## START Data shown
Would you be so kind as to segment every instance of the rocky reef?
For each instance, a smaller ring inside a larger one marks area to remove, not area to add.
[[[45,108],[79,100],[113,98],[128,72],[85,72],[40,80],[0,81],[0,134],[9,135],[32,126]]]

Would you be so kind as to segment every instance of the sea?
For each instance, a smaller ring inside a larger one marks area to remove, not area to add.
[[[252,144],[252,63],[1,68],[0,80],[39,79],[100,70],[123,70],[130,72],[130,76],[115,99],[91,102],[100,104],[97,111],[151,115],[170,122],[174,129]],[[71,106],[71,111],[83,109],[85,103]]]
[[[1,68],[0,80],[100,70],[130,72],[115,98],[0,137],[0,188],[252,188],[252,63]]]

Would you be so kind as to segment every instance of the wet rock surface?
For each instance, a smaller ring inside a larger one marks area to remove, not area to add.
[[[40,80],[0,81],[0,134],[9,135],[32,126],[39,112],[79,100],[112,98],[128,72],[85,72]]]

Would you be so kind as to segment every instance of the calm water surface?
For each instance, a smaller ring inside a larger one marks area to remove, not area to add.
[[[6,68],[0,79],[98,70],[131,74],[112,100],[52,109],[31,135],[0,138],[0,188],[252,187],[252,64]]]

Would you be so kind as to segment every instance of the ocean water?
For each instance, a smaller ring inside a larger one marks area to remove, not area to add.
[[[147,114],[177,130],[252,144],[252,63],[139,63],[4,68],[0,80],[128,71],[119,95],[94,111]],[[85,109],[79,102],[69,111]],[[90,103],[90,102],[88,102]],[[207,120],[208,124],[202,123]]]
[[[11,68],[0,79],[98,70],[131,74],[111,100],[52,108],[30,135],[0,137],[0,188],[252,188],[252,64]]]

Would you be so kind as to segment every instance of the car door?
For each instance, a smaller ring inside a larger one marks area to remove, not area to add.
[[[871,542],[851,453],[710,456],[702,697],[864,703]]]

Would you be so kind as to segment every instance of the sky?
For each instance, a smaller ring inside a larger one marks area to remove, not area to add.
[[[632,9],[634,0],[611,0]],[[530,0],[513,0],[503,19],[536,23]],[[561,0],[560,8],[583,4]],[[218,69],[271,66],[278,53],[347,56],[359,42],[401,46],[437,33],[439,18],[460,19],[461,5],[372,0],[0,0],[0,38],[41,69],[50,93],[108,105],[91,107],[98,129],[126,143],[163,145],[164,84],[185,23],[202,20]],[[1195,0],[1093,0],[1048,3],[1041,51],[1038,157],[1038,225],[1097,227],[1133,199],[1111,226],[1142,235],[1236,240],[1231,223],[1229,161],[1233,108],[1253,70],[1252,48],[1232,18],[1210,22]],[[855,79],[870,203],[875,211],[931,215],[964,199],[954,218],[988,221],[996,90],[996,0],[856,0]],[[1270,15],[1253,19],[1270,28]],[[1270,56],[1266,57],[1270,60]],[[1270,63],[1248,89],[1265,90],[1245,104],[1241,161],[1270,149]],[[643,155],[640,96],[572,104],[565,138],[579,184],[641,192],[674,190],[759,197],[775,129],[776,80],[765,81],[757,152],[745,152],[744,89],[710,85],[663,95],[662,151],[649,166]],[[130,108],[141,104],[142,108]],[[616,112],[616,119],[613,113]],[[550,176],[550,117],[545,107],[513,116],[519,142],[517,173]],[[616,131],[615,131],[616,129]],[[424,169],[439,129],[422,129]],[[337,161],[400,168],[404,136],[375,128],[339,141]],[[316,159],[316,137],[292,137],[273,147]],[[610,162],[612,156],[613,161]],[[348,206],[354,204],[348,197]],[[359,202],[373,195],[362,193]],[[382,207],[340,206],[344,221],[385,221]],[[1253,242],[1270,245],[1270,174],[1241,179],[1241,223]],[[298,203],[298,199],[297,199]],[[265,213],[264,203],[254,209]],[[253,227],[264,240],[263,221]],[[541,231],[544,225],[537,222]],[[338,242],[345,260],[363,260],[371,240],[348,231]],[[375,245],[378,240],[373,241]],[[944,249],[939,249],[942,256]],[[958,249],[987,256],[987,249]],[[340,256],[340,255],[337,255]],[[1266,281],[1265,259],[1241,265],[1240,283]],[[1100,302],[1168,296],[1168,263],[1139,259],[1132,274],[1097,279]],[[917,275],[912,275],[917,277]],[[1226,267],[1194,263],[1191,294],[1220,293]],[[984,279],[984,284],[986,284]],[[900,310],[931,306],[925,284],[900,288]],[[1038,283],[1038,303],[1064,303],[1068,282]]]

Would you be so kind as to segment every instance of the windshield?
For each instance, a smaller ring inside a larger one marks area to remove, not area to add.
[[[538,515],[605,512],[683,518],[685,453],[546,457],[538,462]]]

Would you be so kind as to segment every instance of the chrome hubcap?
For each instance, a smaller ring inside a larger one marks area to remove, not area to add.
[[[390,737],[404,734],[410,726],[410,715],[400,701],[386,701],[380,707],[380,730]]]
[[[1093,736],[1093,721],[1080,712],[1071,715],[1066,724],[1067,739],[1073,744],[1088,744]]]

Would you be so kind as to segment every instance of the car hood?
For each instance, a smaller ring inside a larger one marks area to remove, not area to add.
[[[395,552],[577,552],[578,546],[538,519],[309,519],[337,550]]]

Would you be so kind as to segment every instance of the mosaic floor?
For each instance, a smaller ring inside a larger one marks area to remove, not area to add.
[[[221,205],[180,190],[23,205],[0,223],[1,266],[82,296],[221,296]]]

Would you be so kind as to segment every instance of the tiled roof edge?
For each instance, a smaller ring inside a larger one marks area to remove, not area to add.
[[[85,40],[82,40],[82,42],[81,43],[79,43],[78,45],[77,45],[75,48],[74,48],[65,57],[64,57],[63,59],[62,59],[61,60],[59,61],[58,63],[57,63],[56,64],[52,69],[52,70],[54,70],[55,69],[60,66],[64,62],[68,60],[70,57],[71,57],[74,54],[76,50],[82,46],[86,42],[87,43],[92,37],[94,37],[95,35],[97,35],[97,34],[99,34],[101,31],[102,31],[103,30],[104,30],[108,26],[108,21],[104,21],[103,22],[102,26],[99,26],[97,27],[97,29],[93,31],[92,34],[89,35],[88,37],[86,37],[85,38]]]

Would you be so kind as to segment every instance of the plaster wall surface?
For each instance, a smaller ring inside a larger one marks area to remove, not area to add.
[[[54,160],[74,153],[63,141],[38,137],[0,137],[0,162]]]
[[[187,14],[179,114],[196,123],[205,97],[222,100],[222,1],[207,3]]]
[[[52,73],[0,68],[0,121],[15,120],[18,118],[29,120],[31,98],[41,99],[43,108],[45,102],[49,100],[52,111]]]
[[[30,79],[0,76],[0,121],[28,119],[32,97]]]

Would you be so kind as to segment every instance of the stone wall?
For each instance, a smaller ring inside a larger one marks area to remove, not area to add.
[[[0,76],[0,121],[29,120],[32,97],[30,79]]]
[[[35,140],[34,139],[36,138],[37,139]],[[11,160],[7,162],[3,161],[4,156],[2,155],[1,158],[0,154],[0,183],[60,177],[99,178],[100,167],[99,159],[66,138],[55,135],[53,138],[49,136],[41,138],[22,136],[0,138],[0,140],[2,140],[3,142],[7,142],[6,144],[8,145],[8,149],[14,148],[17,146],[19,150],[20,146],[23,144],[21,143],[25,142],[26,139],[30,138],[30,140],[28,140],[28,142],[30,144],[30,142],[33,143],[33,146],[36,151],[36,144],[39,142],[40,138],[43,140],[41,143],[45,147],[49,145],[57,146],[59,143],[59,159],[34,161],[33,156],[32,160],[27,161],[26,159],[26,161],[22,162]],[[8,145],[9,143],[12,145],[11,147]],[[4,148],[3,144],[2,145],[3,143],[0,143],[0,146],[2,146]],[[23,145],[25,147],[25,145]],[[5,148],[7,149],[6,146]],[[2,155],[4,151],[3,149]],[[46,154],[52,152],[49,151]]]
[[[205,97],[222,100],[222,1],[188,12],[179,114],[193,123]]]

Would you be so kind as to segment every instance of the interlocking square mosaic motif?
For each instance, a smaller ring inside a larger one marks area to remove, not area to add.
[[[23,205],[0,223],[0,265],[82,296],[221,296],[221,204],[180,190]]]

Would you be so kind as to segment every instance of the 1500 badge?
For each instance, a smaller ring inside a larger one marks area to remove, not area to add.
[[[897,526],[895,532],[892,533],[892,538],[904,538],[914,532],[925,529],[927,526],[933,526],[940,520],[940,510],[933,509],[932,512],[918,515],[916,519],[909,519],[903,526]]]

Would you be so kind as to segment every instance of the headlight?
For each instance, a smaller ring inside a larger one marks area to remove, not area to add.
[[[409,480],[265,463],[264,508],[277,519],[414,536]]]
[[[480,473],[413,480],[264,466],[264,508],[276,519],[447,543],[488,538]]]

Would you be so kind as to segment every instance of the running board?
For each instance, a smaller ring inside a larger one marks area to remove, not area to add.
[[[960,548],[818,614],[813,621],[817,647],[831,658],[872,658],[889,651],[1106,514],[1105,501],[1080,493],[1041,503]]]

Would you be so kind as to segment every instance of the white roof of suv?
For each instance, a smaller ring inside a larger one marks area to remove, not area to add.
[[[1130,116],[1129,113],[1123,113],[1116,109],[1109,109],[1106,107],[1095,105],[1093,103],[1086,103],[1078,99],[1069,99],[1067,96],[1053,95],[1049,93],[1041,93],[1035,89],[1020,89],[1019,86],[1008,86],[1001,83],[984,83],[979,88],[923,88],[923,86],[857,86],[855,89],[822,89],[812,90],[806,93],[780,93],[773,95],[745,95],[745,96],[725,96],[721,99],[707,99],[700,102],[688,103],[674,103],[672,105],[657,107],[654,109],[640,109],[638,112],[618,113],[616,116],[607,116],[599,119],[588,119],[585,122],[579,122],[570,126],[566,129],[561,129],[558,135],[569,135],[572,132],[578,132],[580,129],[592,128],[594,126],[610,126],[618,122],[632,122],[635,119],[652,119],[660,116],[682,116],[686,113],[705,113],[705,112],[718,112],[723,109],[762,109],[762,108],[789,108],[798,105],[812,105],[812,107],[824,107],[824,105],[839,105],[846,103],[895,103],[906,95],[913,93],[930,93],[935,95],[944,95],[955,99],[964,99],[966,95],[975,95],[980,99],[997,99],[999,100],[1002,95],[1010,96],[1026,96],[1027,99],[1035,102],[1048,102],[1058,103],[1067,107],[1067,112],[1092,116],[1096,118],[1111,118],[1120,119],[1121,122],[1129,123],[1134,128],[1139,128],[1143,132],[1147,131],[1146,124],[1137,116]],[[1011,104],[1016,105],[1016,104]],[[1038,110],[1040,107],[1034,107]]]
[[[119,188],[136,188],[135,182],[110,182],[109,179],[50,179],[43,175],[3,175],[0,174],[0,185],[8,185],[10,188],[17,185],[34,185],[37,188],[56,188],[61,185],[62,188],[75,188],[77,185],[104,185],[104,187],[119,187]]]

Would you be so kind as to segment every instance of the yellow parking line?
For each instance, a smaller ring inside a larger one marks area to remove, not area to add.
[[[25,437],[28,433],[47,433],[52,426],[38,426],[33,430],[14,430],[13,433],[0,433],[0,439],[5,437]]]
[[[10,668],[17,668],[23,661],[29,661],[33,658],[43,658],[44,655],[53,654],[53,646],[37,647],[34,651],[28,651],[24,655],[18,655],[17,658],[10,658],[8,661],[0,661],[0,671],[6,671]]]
## END Data shown
Task description: Rewrite the rows from the line containing "the ocean water?" to the line containing "[[[871,542],[851,453],[710,456],[702,697],[864,703]]]", using "vehicle door" in place of "car door" and leaving everything else as it is.

Exercise output:
Would you be so kind as to segment every instance of the ocean water?
For each instance, a smaller ring inside a larger one marks area to remove, not area to add.
[[[147,114],[177,130],[252,144],[252,63],[139,63],[4,68],[0,80],[128,71],[119,95],[94,111]],[[85,109],[79,102],[69,111]],[[90,103],[90,102],[88,102]],[[207,120],[208,124],[202,123]]]
[[[11,68],[0,79],[98,70],[131,74],[111,100],[52,108],[30,135],[0,137],[0,188],[252,188],[252,64]]]

Would you be so kind as to segment every instance of the vehicle door?
For each instance, a smaller ring inside a larger one marks area to remove, not area to add.
[[[871,542],[851,453],[710,456],[702,697],[864,703]]]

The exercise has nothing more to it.